-- Tasks for this exercise --
1 - In the advice column below, who is credited with the design?
2 - Reproduce everything in the advice column from "5. If the Craigslist" down to "be your roommate.".

-- Supplied passage --
Dear Little Wenker

Design by Cleo Maloney

Dear Lil Wenker is Lil Wenker (SY ’23)’s advice column! Send your most pressing questions and pleas for help to lillian.wenker@yale.edu

Things I Learned from Tommy:

  1. If you ever find yourself looking for a roommate on Craigslist, shut your computer and go to sleep.
  2. If you survive a rapid-onset paralysis lasting three months, you can brand alcoholism as a celebration of life without question.
  3. If you don’t shut your computer and do end up finding a Craigslist roommate, never let him throw a party with libations other than tea and cookies.
  4. If you fall in love with every female hiker who rents a room in your B and B, you might not be ready for a Hinge girlfriend who makes peach pie just for you.
    1. Note: Don’t feed the hikers your Hinge girlfriend’s peach pie out of respect. 
  5. If the Craigslist roommate ends up throwing a party with libations other than tea and cookies, and asks you to hide a bloody t-shirt that same night, call the police instead of throwing the bloody t-shirt in the attic. 
  6. If you are in Italy after your rapid-onset paralysis lasting three months, never buy a car in cash under another man’s name without checking his medical and financial history first.
  7. If you throw the bloody t-shirt in the attic, leave the house before someone calls the police on you.
  8. If you want to have sex with an Italian girl in your Italian apartment, the man whose name you used to buy a car and whose medical and financial history remain unknown should not be your roommate. 
  9. If you don’t get out of the house before the police arrive, make sure to pack a go-bag with your essential items in the event you never return.
  10. If you can’t remember how many glasses of wine you’ve had and/or mistakenly drink everyone else’s glasses two nights in a row, the “celebration of life” brand will start attracting some questions. 
  11. If you forget to pack a go-bag with essential items, make sure you choose a rich girl from Hinge who can replace all of the belongings you may lose in a mysterious house fire. 
  12. If your Italian roommate and car-smuggling counterpart has a heart attack, your illegally purchased car is the best way to get him to the hospital and the best way to pay off his medical bills.
    • Note 1: This chaos might cost you the love of a beautiful Italian girl you’ve grown quite fond of. 
    • Note 2: You will think of her every time you scroll through Hinge, and you will miss her all the more. 
  13. If you run into the roommate from Craigslist, buy him coffee as a secret thank you for  burning the bloody t-shirt with your fingerprints in a mysterious house fire. 
  14. If you compare forgetting butter to forgetting condoms at the store, you might become a father with shaky boundaries and fantastic stories. Thank God the baby’s mom makes a great peach pie!

-- Information provided --
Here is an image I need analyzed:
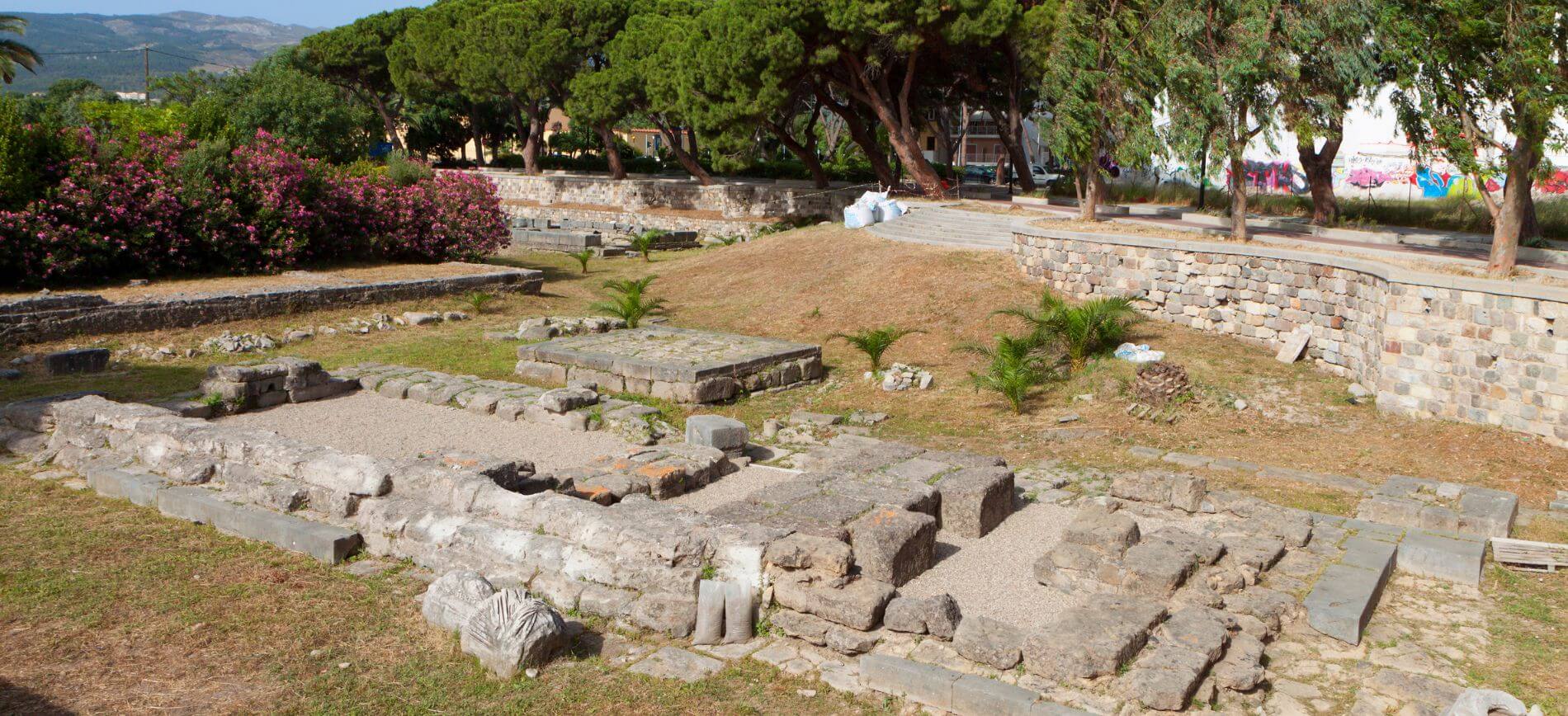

-- Responses per task --
1 - Cleo Maloney

2 -
5. If the Craigslist roommate ends up throwing a party with libations other than tea and cookies, and asks you to hide a bloody t-shirt that same night, call the police instead of throwing the bloody t-shirt in the attic. 
  6. If you are in Italy after your rapid-onset paralysis lasting three months, never buy a car in cash under another man’s name without checking his medical and financial history first.
  7. If you throw the bloody t-shirt in the attic, leave the house before someone calls the police on you.
  8. If you want to have sex with an Italian girl in your Italian apartment, the man whose name you used to buy a car and whose medical and financial history remain unknown should not be your roommate.